═══ ARTICLE ═══
Mr. Terry Denison: Among their grounds for appeal the Council of Canadians has included consideration of NAFTA by the Environmental Review Tribunal. Our position is that the Environmental Review Tribunal should review environmental matters and see that environmental matters have been properly addressed. The tribunal has chosen to hear arguments about the application of NAFTA in this particular matter. We think it's going beyond what the tribunal needs to address, but they're going to do it anyway.

Mr. Joe Comartin: You haven't gone to court to challenge their jurisdiction.

Mr. Terry Denison: There's always the potential, I suppose, to challenge it under a judicial review, but no steps have yet been taken in that regard.

Mr. Joe Comartin: When do you expect the hearing to be completed in all its aspects?

Mr. Terry Denison: It's scheduled to resume at the end of June for a week and then the first week of July. We don't know whether all of the evidence and argument can be completed in that time, but we'll see.

Mr. Joe Comartin: Those are all my questions, Mr. Chair. Thank you.

The Chair: Thanks, Mr. Comartin.

Mr. Paradis, maybe I could ask a few questions before I go to you.
═══
_EXERCISES_:
a - In the transcript of the committee exchange about the Environmental Review Tribunal, when is the hearing scheduled to resume?
b - Continue the transcript of the committee exchange about the Environmental Review Tribunal from where it stops.
═══ PROVIDED DATA ═══
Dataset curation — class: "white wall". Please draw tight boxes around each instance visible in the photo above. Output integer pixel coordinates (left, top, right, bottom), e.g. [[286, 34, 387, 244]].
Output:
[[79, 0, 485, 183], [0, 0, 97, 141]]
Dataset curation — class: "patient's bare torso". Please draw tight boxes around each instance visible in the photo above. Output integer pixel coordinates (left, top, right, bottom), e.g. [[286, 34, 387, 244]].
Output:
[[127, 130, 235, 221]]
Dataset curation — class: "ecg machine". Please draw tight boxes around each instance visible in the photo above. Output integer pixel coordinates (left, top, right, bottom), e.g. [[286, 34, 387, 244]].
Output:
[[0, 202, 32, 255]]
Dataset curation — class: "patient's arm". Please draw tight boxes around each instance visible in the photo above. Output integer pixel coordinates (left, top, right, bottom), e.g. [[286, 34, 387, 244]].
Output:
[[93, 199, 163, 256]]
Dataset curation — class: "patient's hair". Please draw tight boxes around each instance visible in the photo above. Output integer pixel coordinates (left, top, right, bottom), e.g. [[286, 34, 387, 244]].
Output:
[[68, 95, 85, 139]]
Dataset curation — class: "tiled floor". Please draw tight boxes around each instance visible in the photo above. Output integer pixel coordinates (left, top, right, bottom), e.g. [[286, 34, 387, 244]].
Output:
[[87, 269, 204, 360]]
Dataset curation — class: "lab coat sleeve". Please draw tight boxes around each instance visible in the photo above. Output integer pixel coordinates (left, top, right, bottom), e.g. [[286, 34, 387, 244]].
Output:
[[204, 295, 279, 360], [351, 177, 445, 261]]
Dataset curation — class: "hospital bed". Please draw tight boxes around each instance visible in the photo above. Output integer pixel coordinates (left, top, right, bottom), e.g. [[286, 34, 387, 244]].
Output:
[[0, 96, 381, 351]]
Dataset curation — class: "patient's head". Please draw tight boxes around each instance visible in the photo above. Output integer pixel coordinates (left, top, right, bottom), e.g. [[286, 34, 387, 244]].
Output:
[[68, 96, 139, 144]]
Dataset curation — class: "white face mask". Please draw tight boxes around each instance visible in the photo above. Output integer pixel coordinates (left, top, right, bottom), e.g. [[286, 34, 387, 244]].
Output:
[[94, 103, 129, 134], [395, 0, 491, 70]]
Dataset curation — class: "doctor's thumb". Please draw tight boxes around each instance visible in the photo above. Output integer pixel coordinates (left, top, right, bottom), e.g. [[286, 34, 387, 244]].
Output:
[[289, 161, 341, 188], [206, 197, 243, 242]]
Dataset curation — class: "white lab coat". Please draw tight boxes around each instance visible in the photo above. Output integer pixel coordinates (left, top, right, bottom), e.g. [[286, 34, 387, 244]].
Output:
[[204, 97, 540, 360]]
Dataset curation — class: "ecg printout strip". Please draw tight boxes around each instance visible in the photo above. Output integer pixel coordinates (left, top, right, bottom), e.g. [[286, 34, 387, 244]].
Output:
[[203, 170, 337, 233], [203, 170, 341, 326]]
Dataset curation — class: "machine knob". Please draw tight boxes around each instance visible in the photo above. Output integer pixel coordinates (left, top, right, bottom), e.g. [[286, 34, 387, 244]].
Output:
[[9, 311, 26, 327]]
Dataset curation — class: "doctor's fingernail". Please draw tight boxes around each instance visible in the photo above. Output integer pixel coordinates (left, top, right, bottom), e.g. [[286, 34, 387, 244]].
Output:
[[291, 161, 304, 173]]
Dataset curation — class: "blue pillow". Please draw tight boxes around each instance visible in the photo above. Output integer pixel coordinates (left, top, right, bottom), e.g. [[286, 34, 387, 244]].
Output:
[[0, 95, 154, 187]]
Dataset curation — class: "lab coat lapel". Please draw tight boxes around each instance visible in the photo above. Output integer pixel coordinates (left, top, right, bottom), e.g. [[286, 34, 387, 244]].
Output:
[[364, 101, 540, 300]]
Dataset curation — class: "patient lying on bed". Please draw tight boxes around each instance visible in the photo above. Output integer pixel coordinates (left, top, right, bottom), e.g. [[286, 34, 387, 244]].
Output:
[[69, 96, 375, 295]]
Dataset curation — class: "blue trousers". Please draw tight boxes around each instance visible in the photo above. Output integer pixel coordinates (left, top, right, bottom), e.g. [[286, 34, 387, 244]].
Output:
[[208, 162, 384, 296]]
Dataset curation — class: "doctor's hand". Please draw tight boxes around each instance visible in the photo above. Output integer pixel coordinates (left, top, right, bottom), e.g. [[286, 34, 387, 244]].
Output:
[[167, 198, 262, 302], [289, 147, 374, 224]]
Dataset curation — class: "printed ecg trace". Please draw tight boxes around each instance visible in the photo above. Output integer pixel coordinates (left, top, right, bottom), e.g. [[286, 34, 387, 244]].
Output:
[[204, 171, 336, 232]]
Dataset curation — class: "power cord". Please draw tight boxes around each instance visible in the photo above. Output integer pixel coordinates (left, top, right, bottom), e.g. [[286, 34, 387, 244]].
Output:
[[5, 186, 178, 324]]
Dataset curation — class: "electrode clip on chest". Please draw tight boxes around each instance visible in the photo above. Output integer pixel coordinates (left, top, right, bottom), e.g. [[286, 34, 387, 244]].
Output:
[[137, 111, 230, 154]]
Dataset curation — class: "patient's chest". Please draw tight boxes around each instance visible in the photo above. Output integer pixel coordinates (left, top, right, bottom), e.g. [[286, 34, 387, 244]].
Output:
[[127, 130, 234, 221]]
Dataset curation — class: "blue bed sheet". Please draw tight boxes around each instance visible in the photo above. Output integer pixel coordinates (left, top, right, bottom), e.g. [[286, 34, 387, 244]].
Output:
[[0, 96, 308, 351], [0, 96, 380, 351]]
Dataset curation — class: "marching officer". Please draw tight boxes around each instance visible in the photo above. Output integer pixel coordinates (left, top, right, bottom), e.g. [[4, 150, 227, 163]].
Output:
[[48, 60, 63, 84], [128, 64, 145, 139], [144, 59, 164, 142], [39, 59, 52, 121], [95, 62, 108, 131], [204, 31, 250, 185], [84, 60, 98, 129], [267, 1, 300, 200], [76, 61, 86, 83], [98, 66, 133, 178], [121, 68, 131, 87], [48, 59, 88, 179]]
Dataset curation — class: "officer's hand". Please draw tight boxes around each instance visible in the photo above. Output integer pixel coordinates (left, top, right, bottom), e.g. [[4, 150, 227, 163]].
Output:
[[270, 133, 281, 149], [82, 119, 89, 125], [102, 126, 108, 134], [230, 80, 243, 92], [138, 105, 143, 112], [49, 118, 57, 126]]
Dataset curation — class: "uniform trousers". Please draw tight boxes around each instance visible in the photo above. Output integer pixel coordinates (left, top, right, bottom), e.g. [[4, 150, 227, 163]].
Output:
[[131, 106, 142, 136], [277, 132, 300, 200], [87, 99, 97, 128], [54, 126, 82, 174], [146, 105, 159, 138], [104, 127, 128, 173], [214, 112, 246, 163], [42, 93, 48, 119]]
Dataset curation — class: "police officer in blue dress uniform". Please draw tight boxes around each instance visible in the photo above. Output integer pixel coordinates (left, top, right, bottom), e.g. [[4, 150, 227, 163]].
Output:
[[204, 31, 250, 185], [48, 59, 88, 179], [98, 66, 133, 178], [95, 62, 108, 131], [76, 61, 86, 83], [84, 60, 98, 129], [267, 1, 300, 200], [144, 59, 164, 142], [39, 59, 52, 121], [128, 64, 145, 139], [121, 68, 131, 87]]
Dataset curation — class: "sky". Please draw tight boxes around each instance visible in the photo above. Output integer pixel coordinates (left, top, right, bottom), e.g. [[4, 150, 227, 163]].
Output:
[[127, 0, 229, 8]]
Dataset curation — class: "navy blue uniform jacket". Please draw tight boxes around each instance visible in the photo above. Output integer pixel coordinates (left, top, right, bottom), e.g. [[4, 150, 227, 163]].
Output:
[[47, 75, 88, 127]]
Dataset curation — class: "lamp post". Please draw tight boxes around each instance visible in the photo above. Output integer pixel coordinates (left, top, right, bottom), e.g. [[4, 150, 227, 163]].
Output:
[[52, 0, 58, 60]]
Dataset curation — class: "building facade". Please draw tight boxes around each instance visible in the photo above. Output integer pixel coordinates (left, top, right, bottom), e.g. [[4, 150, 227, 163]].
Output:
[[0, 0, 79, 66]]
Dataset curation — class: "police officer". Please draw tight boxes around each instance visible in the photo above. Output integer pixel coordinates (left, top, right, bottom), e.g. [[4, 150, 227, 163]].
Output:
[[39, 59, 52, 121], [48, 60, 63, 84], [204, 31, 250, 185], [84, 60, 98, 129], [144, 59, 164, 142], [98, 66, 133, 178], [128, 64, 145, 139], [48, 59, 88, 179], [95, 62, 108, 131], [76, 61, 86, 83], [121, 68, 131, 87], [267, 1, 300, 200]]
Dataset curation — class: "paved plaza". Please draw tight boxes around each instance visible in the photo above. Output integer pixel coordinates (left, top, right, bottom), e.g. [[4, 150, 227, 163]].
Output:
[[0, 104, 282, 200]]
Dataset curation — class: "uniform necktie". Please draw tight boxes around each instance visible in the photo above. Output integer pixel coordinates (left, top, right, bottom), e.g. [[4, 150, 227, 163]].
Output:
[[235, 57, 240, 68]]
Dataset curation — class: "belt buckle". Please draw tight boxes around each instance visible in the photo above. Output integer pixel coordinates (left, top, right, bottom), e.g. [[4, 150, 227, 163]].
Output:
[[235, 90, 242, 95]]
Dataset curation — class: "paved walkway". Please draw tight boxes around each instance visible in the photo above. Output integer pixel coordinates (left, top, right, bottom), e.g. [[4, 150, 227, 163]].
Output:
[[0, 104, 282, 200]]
═══
_FINAL RESULTS_:
a - At the end of June for a week, and then the first week of July.

b -
I want to ask about the Council of Canadians' evidence. Let me try something on you as a lawyer. I would think there are good grounds for suggesting that the NAFTA issue should be considered by the Environmental Review Tribunal because of the cumulative effect argument. They basically seem to be telling us, you can't regulate this in terms of the environment unless you understand that if you set a standard, the rest of the water is going to be drained away. There won't be any water left. That's an international legal framework issue that affects your ability to regulate the environment. So isn't that relevant? You've given us an answer to that, but it seemed to me it was a relevant issue when they brought it up to us.

Mr. Terry Denison: It's a relevant issue if you accept their position that somehow this sets the precedent for water takings and so on for all time.

The position we take is that each and every water taking is evaluated in Ontario according to standards that are in place, which are more than adequate standards. If there are environmental reasons for not allowing a permit, they won't allow it. Or if a permit is issued and it's found that the circumstances have changed and they have to either cut back on the permit or cancel it, they have the power to do that, and they will continue to do that.

• 1030

Under NAFTA there's nothing to stop the province from doing that as long as it treats all water users the same. It couldn't have some foreign company come in and be treated differently than a Canadian company. By the way OMYA is a Canadian company with Canadian executives at the head and Canadian employees, so I don't think that's an issue in the case of OMYA.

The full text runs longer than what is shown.